Exercise directions: Filter these entries, keeping only lines that hold the word "black".

------ Exercise inputs

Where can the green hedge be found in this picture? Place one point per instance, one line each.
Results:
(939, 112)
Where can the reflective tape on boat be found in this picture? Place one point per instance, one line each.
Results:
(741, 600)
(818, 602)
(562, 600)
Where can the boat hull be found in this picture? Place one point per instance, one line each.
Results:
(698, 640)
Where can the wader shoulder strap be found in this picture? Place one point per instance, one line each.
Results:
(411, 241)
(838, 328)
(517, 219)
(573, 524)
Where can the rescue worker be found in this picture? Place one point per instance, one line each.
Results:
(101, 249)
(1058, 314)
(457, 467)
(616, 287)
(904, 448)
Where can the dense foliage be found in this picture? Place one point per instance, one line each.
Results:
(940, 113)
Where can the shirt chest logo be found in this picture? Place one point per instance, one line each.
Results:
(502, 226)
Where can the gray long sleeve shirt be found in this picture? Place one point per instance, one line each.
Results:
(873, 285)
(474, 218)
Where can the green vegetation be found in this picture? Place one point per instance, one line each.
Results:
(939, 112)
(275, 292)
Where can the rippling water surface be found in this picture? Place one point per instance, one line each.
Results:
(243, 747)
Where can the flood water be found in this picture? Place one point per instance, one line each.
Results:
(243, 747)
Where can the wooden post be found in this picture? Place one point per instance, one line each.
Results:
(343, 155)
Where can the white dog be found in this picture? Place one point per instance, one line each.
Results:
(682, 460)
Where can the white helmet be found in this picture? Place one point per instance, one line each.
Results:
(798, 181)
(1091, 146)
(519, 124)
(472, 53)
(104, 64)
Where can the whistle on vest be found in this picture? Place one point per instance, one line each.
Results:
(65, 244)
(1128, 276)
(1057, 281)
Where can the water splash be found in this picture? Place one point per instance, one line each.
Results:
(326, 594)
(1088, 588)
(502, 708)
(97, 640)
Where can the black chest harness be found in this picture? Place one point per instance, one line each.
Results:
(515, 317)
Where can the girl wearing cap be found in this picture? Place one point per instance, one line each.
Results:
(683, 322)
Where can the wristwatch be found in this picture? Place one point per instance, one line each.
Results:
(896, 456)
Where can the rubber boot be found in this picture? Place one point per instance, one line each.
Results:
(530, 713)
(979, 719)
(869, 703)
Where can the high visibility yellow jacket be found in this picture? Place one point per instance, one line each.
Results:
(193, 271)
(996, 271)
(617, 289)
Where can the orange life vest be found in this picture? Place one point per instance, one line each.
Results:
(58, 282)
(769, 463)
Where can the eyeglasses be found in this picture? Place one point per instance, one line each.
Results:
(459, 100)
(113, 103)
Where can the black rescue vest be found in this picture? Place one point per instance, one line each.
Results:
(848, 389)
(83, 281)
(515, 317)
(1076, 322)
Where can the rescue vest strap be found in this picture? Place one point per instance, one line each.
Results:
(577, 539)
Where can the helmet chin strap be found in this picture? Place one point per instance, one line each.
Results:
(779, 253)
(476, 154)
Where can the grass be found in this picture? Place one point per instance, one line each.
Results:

------------

Worked solution:
Where can the black chest harness be found in this picture? Place one point per instance, one line each.
Where can the black rescue vest be found in this picture? Place one point per instance, one line each.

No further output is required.